** BEGIN **

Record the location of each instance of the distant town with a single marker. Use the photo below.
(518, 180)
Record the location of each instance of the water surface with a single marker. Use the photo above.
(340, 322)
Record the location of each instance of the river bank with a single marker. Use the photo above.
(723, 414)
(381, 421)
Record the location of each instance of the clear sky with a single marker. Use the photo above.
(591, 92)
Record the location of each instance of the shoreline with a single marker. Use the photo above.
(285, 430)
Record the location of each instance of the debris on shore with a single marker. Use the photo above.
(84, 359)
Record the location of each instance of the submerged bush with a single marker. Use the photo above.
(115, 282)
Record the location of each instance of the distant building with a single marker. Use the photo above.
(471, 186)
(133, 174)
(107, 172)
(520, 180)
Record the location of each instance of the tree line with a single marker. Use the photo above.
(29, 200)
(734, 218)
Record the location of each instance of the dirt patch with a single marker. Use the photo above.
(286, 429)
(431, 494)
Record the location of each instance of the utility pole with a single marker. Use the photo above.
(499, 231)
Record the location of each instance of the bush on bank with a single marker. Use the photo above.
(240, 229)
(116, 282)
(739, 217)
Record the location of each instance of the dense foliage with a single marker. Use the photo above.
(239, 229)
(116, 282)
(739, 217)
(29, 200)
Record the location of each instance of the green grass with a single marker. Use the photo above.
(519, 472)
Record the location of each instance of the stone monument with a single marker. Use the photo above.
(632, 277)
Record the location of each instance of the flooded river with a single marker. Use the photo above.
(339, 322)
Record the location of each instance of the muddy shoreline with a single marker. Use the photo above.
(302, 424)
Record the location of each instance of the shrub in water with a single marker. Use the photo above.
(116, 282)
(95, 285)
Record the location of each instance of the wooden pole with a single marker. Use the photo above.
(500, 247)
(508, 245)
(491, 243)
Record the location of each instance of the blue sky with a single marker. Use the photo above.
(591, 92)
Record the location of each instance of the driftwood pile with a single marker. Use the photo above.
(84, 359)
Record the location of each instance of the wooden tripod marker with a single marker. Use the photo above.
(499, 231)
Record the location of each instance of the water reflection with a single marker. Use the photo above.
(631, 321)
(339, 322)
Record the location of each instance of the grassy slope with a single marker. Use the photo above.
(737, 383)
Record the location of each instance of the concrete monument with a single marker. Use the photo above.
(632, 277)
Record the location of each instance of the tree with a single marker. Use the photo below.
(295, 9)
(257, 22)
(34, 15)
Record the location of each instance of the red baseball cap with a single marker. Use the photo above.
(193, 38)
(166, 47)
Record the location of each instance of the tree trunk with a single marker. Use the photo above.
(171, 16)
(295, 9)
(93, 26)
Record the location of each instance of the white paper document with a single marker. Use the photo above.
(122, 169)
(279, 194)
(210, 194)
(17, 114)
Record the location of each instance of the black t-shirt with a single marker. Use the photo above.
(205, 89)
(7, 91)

** END **

DO THIS » Copy exactly, and only, the lines from the one containing "Record the location of each instance of the wooden tripod" through the last line of the listing.

TASK SOLUTION »
Record the location of each instance of the wooden tripod marker with a single marker. Use the photo above.
(499, 231)
Record the location of each instance of the water reflection with a single marker. Use the photo above.
(631, 321)
(339, 322)
Record the location of each instance of the grassy slope with a single marker. Use the photo above.
(737, 383)
Record the location of each instance of the concrete monument with a single marker. Use the photo above.
(632, 277)
Record the location of each instance of the tree with a single marker. Use the photo below.
(295, 9)
(257, 22)
(34, 15)
Record the location of each instance of the red baseball cap with a single marker. Use the photo above.
(193, 38)
(166, 47)
Record the location of each instance of the tree trunk with a single marker. Use the photo above.
(171, 16)
(295, 9)
(93, 26)
Record the location of each instance of the white paper document with a single marker. Use the photo above.
(122, 169)
(279, 194)
(210, 194)
(17, 114)
Record the location of each instance of the black t-shirt with a single marker. Use the photo above.
(205, 89)
(7, 91)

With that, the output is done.